= Work instructions =
Count how many lines in the items below contain the string "helmet" with matching case, and reply with only that number.

= Input data =
- - - -

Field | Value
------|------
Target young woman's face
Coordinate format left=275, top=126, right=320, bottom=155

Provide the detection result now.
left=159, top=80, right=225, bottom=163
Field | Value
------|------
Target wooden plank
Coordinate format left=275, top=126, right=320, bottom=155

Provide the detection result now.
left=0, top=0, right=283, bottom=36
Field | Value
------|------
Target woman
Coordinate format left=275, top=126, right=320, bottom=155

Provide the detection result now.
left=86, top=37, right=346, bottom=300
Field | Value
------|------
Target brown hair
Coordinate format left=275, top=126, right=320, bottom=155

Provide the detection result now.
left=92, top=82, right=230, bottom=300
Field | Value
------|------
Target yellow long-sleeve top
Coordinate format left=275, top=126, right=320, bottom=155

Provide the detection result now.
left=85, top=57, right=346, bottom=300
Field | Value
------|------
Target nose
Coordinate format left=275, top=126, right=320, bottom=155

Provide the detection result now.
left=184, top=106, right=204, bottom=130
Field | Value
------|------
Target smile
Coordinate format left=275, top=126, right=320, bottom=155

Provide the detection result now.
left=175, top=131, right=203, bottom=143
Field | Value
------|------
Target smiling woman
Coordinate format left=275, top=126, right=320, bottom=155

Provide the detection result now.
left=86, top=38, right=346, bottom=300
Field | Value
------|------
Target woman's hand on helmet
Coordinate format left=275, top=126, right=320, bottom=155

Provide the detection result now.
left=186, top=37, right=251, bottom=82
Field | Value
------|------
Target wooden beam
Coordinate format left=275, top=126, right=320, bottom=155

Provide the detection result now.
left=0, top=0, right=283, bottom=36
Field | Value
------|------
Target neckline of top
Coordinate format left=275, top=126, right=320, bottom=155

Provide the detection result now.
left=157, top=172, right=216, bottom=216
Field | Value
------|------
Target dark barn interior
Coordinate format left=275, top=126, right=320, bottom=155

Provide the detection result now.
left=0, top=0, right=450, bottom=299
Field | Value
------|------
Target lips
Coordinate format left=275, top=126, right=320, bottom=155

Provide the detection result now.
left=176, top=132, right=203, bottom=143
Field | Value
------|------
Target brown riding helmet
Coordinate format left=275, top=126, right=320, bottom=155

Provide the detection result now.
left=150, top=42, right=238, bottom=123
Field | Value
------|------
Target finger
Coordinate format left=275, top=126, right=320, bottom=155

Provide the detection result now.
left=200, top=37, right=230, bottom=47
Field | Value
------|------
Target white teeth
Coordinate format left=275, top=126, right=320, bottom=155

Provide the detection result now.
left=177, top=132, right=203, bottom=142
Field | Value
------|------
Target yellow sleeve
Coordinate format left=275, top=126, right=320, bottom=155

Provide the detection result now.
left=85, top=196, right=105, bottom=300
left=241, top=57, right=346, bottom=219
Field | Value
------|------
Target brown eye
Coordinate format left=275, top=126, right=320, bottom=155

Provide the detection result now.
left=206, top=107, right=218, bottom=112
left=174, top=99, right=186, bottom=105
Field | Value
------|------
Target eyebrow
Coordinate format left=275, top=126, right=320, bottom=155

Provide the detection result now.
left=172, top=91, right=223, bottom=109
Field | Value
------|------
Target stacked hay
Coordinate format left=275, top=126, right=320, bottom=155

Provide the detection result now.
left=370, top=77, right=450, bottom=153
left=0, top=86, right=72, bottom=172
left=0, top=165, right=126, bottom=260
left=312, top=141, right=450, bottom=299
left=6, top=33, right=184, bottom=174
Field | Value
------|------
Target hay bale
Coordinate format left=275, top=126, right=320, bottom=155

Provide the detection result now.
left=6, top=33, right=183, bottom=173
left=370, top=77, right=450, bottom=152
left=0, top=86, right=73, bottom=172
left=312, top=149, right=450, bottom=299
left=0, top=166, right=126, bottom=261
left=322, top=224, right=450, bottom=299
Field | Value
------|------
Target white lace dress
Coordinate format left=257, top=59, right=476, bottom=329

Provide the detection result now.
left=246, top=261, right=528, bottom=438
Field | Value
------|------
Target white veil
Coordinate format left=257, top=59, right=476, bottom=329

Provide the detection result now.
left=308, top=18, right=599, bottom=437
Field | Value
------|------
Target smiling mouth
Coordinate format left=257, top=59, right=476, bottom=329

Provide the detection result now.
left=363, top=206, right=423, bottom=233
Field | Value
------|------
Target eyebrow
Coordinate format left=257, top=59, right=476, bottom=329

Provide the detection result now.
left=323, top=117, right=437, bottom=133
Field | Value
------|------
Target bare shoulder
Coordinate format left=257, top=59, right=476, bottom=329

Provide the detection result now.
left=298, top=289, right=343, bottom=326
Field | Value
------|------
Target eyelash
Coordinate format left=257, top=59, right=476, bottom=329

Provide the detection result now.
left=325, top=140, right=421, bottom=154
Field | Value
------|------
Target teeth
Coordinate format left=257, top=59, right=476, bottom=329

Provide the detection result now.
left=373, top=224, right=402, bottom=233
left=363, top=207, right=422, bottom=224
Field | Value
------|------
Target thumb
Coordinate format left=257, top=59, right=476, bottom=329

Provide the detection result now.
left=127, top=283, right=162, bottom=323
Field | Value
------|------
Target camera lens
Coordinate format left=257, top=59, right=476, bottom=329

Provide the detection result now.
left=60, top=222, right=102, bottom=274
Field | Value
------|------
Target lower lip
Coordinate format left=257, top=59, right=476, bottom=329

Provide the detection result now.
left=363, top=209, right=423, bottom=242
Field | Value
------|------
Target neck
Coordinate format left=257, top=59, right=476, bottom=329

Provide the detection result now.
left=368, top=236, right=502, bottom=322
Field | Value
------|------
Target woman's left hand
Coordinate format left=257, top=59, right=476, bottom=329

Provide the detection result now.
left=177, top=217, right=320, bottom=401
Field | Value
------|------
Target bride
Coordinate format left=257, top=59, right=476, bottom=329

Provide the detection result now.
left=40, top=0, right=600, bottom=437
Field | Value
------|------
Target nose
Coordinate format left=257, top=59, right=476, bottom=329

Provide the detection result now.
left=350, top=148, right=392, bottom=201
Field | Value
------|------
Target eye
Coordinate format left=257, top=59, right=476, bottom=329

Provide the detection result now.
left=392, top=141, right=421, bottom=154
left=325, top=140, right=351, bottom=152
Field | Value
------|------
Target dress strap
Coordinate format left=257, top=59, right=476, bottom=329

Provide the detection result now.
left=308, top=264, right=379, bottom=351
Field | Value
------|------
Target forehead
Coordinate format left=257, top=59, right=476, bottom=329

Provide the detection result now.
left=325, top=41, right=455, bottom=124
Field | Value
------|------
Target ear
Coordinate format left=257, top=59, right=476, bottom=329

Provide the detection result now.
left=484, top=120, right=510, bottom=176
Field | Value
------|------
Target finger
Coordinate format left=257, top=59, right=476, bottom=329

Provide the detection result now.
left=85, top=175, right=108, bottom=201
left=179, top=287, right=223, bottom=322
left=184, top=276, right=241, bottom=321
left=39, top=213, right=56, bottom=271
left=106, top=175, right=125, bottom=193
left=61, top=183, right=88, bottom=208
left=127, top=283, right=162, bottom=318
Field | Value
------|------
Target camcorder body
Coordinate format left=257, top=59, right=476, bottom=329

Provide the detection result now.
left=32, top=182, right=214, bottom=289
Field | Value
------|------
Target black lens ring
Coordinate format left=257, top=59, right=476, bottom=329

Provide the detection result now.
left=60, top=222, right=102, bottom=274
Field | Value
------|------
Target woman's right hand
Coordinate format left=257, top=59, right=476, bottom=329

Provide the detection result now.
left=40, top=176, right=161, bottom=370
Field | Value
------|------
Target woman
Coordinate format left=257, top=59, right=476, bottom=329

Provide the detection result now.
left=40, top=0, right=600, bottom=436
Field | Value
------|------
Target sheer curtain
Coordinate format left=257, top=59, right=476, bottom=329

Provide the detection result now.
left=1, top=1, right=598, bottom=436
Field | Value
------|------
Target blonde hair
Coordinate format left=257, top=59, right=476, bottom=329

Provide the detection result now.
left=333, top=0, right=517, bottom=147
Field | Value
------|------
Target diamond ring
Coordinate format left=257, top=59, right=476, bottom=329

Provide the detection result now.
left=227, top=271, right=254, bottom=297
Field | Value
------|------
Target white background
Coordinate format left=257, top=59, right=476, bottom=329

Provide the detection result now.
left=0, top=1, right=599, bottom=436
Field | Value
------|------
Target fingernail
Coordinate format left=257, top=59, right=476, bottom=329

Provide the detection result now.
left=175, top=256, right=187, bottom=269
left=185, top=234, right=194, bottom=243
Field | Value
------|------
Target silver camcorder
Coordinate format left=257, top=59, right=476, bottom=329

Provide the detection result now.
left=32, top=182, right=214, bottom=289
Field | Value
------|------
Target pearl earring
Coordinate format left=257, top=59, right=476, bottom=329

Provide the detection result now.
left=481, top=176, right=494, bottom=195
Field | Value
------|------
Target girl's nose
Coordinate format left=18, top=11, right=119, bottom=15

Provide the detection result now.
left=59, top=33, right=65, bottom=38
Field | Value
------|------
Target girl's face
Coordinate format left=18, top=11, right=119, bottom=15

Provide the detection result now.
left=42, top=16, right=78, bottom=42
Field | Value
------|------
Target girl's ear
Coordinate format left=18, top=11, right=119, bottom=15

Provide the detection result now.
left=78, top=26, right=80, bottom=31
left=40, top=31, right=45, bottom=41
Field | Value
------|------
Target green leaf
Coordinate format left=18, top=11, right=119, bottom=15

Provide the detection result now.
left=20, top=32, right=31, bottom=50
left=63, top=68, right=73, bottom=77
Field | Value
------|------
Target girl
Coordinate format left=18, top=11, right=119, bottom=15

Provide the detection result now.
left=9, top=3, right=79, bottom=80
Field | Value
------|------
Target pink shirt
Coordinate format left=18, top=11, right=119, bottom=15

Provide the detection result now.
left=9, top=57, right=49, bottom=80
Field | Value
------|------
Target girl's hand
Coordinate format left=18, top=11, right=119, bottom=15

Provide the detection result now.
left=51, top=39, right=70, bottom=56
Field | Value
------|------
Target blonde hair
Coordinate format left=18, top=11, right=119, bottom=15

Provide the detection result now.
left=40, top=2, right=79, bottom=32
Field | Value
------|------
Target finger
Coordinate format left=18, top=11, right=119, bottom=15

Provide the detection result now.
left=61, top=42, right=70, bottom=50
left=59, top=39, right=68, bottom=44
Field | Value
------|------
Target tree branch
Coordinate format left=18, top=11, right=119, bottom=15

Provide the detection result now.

- - - -

= Response =
2